» **Attività**:
1. Riassumi il brano citato in due frasi.
2. Secondo il brano citato, da chi è gestita un'impresa in regime di autogestione?
3. Estrai dal brano citato la parte che inizia con "E come Energia" e termina con "capacità di agire.", riportandola senza alcuna modifica.

» **Brano citato**:
2. Attitudine a contrastare efficacemente il prodursi di determinati effetti.

A come Autogestione

autogestione / auto·gestione·ne /
1 .Gestione di un’impresa o di un’azienda da parte dei lavoratori in essa occupati
2 .Gestione di organismi o attività da parte di coloro che vi si riversano.

V come Volontà

volontà / volon·tà /
1. La facoltà e la capacità di volere, di scegliere e realizzare un comportamento idoneo al raggiungimento di fini determinati.
2. Il fatto di volere, e ogni singolo atto e comportamento volitivo.

E come Energia

energia / e·ner·gì·a /
1. a. Vigore fisico, spec. dei nervi e dei muscoli, potenza attiva dell’organismo; b. Fermezza di carattere e risolutezza nell’azione; c. Forza dinamica dello spirito, che si manifesta come volontà e capacità di agire.

» **Dati disponibili**:

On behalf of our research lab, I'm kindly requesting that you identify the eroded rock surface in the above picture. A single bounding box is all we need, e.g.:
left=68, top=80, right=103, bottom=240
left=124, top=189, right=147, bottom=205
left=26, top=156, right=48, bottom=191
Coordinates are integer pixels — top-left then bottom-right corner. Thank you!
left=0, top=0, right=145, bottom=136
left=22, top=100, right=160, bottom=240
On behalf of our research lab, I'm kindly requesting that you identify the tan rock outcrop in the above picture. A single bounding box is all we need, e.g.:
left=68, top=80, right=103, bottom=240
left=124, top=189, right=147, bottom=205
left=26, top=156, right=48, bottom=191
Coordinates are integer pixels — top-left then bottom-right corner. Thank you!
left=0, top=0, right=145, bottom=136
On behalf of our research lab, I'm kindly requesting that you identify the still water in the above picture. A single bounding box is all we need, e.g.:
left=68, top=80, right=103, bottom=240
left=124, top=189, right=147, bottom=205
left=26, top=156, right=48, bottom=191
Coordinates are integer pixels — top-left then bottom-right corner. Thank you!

» **Le tue risposte**:
1. Il brano citato riporta le definizioni di autogestione, volontà ed energia, ciascuna abbinata a una lettera dell'alfabeto. L'autogestione è la gestione di un'impresa da parte dei lavoratori che vi sono occupati, la volontà è la facoltà di volere e di scegliere un comportamento adatto a fini determinati, e l'energia indica vigore fisico, fermezza di carattere e forza dinamica dello spirito.

2. Dai lavoratori occupati nell'impresa o nell'azienda.

3.
E come Energia

energia / e·ner·gì·a /
1. a. Vigore fisico, spec. dei nervi e dei muscoli, potenza attiva dell’organismo; b. Fermezza di carattere e risolutezza nell’azione; c. Forza dinamica dello spirito, che si manifesta come volontà e capacità di agire.